Movie plots by genre tutorial at PyData Berlin 20 May 2016.
See slides for the narrative.
Make sure you have Python 3.
- Clone this repository
git clone https://github.com/RaRe-Technologies/movie-plots-by-genre.git
if you don't have git you can also download a zip of this repo https://github.com/RaRe-Technologies/movie-plots-by-genre/archive/master.zip
- Install virtualenv
(sudo) pip install virtualenv
- Create a virtual env and install all the requirements.
cd movie-plots-by-genre/ virtualenv gensim # if you have both python2 and python3 then use virtualenv -p python3 gensim source gensim/bin/activate pip3 install cython gensim sklearn pandas matplotlib nltk pyemd jupyter
NOTE:On OSX you might want to download pyemd from github and install it via
python3 setup.py install.
Download Google News pre-trained word2vec model (1.5 Gb) from here
Download nltk data
python -m nltk.downloader punkt
- Fire up a jupyter notebook
If you are short on bandwidth then you will be able to follow most of the tutorial just with these libraries:
- Python 3
- pip3 install cython gensim sklearn pandas matplotlib nltk pyemd jupyter
- python -m nltk.downloader punkt

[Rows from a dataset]

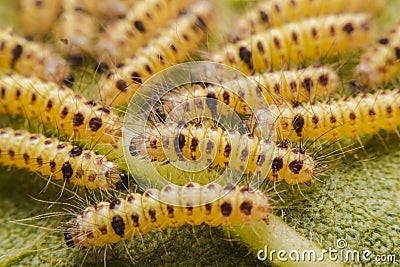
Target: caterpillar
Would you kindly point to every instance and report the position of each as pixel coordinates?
(295, 42)
(31, 58)
(278, 87)
(273, 13)
(171, 207)
(124, 36)
(346, 117)
(246, 153)
(59, 160)
(60, 107)
(37, 16)
(77, 28)
(381, 62)
(172, 46)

[To be done]
1. Reproduce the part of the setup instructions for the movie plots tutorial that opens with the words containing "- Clone this" and closes with "all the requirements.".
2. Answer these questions from the setup instructions for the movie plots tutorial:
(a) At which event and on what date was the tutorial given?
(b) How large is the Google News pre-trained word2vec model?
(c) Which nltk data package is downloaded?
3. List every package named in the pip3 install command in the setup instructions for the movie plots tutorial.

[Per-task outputs]
1.
- Clone this repository
git clone https://github.com/RaRe-Technologies/movie-plots-by-genre.git
if you don't have git you can also download a zip of this repo https://github.com/RaRe-Technologies/movie-plots-by-genre/archive/master.zip
- Install virtualenv
(sudo) pip install virtualenv
- Create a virtual env and install all the requirements.

2.
(a) PyData Berlin, 20 May 2016
(b) 1.5 Gb
(c) punkt

3.
cython
gensim
sklearn
pandas
matplotlib
nltk
pyemd
jupyter